━━ PROVIDED RECORDS ━━
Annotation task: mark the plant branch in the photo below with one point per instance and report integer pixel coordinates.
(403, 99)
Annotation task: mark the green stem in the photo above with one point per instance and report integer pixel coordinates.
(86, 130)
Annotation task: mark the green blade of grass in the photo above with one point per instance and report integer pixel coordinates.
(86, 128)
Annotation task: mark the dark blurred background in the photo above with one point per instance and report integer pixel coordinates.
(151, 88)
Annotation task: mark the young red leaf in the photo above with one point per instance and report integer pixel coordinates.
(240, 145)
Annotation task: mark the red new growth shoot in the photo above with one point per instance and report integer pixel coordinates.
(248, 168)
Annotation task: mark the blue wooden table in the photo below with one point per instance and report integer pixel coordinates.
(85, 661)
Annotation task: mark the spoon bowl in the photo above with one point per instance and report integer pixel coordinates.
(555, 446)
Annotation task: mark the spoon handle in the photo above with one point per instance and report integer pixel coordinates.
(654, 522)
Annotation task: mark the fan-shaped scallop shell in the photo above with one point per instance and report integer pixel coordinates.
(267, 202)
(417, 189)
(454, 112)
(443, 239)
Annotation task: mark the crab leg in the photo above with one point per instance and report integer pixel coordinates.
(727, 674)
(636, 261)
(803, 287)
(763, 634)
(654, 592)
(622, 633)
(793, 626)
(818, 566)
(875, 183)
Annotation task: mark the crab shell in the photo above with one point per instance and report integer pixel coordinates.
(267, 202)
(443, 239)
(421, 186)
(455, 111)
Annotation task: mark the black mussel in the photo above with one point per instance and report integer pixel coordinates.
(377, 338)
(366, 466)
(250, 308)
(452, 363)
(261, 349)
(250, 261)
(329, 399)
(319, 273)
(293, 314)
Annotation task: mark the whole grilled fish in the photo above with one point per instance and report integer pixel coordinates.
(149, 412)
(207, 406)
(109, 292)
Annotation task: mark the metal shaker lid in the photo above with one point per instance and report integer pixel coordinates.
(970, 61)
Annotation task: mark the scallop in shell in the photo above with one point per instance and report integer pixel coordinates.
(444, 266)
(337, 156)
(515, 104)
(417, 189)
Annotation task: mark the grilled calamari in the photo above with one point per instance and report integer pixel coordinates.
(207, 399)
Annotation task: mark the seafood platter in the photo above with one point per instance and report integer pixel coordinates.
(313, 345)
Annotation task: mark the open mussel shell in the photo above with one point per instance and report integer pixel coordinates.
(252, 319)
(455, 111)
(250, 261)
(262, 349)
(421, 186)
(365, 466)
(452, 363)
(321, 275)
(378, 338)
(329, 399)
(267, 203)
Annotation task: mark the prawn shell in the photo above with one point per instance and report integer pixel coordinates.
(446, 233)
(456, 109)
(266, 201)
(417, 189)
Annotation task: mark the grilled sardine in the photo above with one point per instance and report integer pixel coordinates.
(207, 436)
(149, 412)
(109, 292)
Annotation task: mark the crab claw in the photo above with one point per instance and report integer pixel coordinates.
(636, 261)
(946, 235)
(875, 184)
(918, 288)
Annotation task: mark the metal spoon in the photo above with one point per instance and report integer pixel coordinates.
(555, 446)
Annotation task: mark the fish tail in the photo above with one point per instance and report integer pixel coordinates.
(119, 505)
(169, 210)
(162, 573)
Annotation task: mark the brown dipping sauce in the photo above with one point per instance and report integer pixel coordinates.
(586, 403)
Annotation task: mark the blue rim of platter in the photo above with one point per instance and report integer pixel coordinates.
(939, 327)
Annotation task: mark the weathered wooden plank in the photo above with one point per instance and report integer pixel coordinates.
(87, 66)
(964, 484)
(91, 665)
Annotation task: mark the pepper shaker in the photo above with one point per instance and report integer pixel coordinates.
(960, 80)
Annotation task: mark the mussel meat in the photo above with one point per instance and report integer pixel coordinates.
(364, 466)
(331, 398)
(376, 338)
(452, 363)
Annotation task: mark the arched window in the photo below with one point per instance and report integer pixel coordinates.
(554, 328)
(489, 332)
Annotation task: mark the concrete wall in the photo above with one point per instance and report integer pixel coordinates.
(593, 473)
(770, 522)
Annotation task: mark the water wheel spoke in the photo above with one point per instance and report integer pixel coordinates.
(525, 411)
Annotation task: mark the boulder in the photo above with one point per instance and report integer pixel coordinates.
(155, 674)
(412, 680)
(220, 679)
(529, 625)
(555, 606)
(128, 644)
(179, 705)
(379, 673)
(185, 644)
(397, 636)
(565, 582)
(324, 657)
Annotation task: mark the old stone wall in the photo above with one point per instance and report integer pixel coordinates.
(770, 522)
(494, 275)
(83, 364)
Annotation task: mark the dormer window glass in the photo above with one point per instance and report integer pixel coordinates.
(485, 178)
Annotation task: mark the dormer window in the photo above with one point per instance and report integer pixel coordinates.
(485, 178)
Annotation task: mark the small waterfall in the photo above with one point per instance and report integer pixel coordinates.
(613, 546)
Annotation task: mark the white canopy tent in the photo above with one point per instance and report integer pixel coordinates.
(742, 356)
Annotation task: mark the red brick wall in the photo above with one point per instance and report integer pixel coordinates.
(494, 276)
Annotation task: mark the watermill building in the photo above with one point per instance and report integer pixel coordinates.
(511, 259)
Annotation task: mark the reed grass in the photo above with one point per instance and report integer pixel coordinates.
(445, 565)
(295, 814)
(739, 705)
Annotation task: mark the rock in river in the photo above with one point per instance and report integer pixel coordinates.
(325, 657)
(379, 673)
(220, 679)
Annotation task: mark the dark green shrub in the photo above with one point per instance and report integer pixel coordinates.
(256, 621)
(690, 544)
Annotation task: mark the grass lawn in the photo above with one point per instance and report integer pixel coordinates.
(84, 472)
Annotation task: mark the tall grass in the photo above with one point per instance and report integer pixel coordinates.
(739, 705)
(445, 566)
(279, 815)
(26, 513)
━━━
→ WHAT THE EXERCISE ASKS
All of the data above should be transcribed exactly.

→ SOLUTION TO THIS EXERCISE
Annotation task: mark the plant branch in the photo below with one point per instance and report integer pixel coordinates.
(403, 99)
Annotation task: mark the green stem in the photo above with one point per instance and report integer pixel coordinates.
(86, 130)
Annotation task: mark the green blade of grass in the photo above with one point per instance and report integer pixel coordinates.
(86, 128)
Annotation task: mark the dark blurred background in the photo above with one point per instance and report integer pixel coordinates.
(151, 88)
Annotation task: mark the young red leaf in the photo above with one point per instance and report integer pixel coordinates.
(240, 145)
Annotation task: mark the red new growth shoot in the photo above with one point per instance and report integer pixel coordinates.
(248, 168)
Annotation task: mark the blue wooden table in the photo below with one point per instance and report integer pixel coordinates.
(85, 661)
Annotation task: mark the spoon bowl in the photo above with one point per instance and report integer pixel coordinates.
(555, 446)
Annotation task: mark the spoon handle in the photo above with one point per instance and report integer pixel coordinates.
(654, 522)
Annotation task: mark the fan-shaped scallop shell in the photo above with one point per instance and report integer pixel coordinates.
(267, 202)
(417, 189)
(454, 112)
(443, 239)
Annotation task: mark the crab leg in the photo above with one point per instance and report integer pixel coordinates.
(727, 674)
(636, 261)
(803, 287)
(763, 634)
(654, 592)
(622, 633)
(793, 626)
(818, 566)
(875, 183)
Annotation task: mark the crab shell in the photo above with one point per instance and report integer pixel coordinates.
(267, 202)
(443, 239)
(421, 186)
(455, 111)
Annotation task: mark the black mussel in the photo above with one point per instance and report integer pixel coordinates.
(377, 338)
(366, 466)
(250, 308)
(452, 363)
(261, 349)
(250, 261)
(329, 399)
(319, 273)
(293, 314)
Annotation task: mark the whole grilled fish in the photo above with one point per instance and report integer pixel coordinates.
(149, 412)
(207, 406)
(109, 292)
Annotation task: mark the metal shaker lid in the photo above with one point per instance and report integer pixel coordinates.
(970, 61)
Annotation task: mark the scallop in shell in the photo above with one point per instance and report integer pixel coordinates.
(444, 266)
(337, 156)
(515, 104)
(417, 189)
Annotation task: mark the grilled calamari in the photo above with one point per instance and report integer pixel coordinates.
(207, 399)
Annotation task: mark the seafood platter in the photo above with one point per instance and report integer pixel coordinates.
(313, 345)
Annotation task: mark the open mussel shell in the photo above with one point per instance and report integer pixel coordinates.
(252, 319)
(455, 111)
(250, 261)
(262, 349)
(421, 186)
(365, 466)
(452, 363)
(321, 275)
(378, 338)
(329, 399)
(267, 203)
Annotation task: mark the prawn shell in the photo above with one point per instance and report integer pixel coordinates.
(446, 233)
(456, 109)
(266, 201)
(417, 189)
Annotation task: mark the grilled sardine in the photo above with one point per instance and report integer pixel coordinates.
(207, 436)
(149, 412)
(109, 292)
Annotation task: mark the crab claw in the photo above with one point per instance and report integer pixel coordinates.
(636, 261)
(946, 235)
(875, 184)
(918, 288)
Annotation task: mark the metal spoon in the photo above with one point per instance and report integer pixel coordinates.
(555, 446)
Annotation task: mark the fish tail in the photo above with one point per instance and report integer pixel coordinates.
(119, 505)
(169, 210)
(162, 573)
Annotation task: mark the brown dipping sauce in the photo above with one point per instance and report integer pixel coordinates.
(586, 403)
Annotation task: mark the blue rim of platter in the photo above with one point per instance and report integer pixel coordinates.
(939, 327)
Annotation task: mark the weathered wooden plank in the photo above with one point per instance and report integer pixel coordinates.
(87, 66)
(964, 484)
(91, 665)
Annotation task: mark the pepper shaker in the photo above with one point per instance and report integer pixel coordinates.
(960, 80)
Annotation task: mark the mussel meat in the photo above with one point per instance and report integer pixel coordinates.
(364, 466)
(331, 398)
(376, 338)
(452, 363)
Annotation task: mark the arched window in the photo below with one point per instance and report integer pixel coordinates.
(554, 328)
(489, 332)
Annotation task: mark the concrete wall in the photo above with one point per instance and report integer pixel coordinates.
(593, 473)
(770, 522)
Annotation task: mark the water wheel spoke in the photo above with one point per instance and report integer pixel coordinates.
(525, 411)
Annotation task: mark the boulder in the photo above with one point per instance and report integer pixel coordinates.
(155, 674)
(412, 680)
(220, 679)
(529, 625)
(555, 606)
(128, 644)
(179, 705)
(379, 673)
(185, 644)
(397, 636)
(565, 582)
(324, 657)
Annotation task: mark the old stone wall in the photo above with one point per instance and report integer pixel coordinates.
(770, 522)
(494, 275)
(83, 364)
Annotation task: mark the dormer window glass in the photo above with one point per instance and report integer pixel coordinates.
(485, 178)
Annotation task: mark the dormer window in the photo above with one point per instance and report integer pixel coordinates.
(485, 178)
Annotation task: mark the small waterfall in the photo above with one point per instance and report integer pixel coordinates.
(613, 546)
Annotation task: mark the white canopy tent in the photo above with one point per instance and report integer pixel coordinates.
(742, 356)
Annotation task: mark the red brick wall in the photo above with one point per instance and report integer pixel coordinates.
(494, 276)
Annotation task: mark the watermill building in the photo above with one point per instance and report integer pixel coordinates.
(511, 259)
Annotation task: mark the reed grass in the photo above with one point per instance and report integer pixel coordinates.
(445, 565)
(295, 814)
(739, 705)
Annotation task: mark the rock in river in the photo above with one point per instance and report integer pixel coordinates.
(325, 657)
(379, 673)
(220, 679)
Annotation task: mark the dark green shrub in the photo above with one point per instance and report integer pixel coordinates.
(256, 621)
(690, 544)
Annotation task: mark the grass lawn in the photo above with one point per instance and report integer pixel coordinates.
(84, 472)
Annotation task: mark the tall grass in the photo above with one point per instance and report integer pixel coordinates.
(739, 705)
(445, 566)
(279, 815)
(26, 513)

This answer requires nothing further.